*Esercizio scritto 1:* Conta le righe dei record in cui compare la stringa "line", distinguendo tra maiuscole e minuscole. Scrivi solo il numero.

*Estratto fornito:*
Il punto sullo stato di salute dei vini mantovani
Ho già parlato ampiamente di Mantova e dei suoi vini in questa mia rubrica, ma all’indomani della degustazione annuale per selezionare quelli meritevoli di comparire nella guida Slow Wine 2024, voglio aggiungere qualche riflessione alle cose già scritte in passato.
Partiamo innanzitutto dai numeri, indispensabili per non incappare in considerazioni fallaci (a tal proposito, mi piace molto la frase del manager Americano Edwards Deming: “senza i dati sei solo un’altra persona con una opinione”).
Mantova è la terza provincia Lombarda come superficie vitata. Gli ultimi dati disponibili parlano di circa 1.700 ettari, a fronte dei 12.000 della provincia di Pavia e dei 6.500 della provincia di Brescia. Di conseguenza, Mantova è anche la terza provincia Lombarda come quantità di uva prodotta, con circa 260.000 quintali (la solita Pavia è a quota 1.400.000 quintali e Brescia a 700.000).
Ma uno dei dei dati che balza di più all’occhio è la resa per ettaro: mentre Pavia e Brescia quasi si equiparano (117 q.li/ha per Pavia, 112 per Brescia), Mantova svetta in questa speciale classifica con 152 quintali di uva prodotta per ettaro. In altre parole: a Mantova continua a regnare l’agricoltura intensiva a scapito della qualità. Ma approfondirò meglio questo concetto tra poco.
Come sappiamo, la Provincia di Mantova si sviluppa principalmente su tre poli produttivi: il Lambrusco Mantovano, a sua volta diviso tra Viadanese-Sabbionetano e Oltrepò Mantovano, e le Colline Moreniche, vale a dire la zona che dal basso Lago di Garda scende fino a Volta Mantovana, costeggiando il confine con il Veneto.

*Esercizio scritto 2:* Secondo il testo sui vini mantovani, quanti quintali di uva per ettaro produce la provincia di Mantova?

*Materiale fornito:*

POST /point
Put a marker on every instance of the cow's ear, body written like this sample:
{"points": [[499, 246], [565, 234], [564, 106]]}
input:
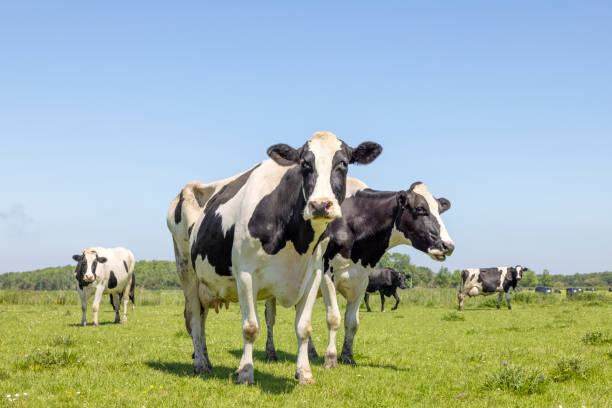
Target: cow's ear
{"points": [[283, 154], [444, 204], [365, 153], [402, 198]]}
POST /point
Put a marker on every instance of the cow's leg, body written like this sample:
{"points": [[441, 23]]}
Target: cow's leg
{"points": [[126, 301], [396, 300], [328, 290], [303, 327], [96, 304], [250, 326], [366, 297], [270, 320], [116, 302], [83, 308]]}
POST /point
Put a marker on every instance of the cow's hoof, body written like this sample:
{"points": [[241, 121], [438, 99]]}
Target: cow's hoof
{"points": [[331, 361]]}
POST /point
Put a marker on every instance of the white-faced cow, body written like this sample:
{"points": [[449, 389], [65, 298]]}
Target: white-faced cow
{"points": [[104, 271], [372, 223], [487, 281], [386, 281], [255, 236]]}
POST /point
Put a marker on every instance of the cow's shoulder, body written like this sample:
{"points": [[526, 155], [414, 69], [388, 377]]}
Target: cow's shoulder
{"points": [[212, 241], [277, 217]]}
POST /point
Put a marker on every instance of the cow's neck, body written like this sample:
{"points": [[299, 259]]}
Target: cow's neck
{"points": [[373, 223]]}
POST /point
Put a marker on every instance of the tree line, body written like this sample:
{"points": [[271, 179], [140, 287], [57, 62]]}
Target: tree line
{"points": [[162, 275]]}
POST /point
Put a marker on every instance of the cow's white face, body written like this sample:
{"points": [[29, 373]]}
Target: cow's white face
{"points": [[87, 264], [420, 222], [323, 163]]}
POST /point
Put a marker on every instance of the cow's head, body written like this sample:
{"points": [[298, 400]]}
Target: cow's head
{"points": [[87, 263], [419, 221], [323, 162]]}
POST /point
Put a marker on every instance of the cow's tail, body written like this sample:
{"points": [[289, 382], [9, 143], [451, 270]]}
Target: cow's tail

*Soluzione scritta 1:* 2

*Soluzione scritta 2:* 152 quintali per ettaro.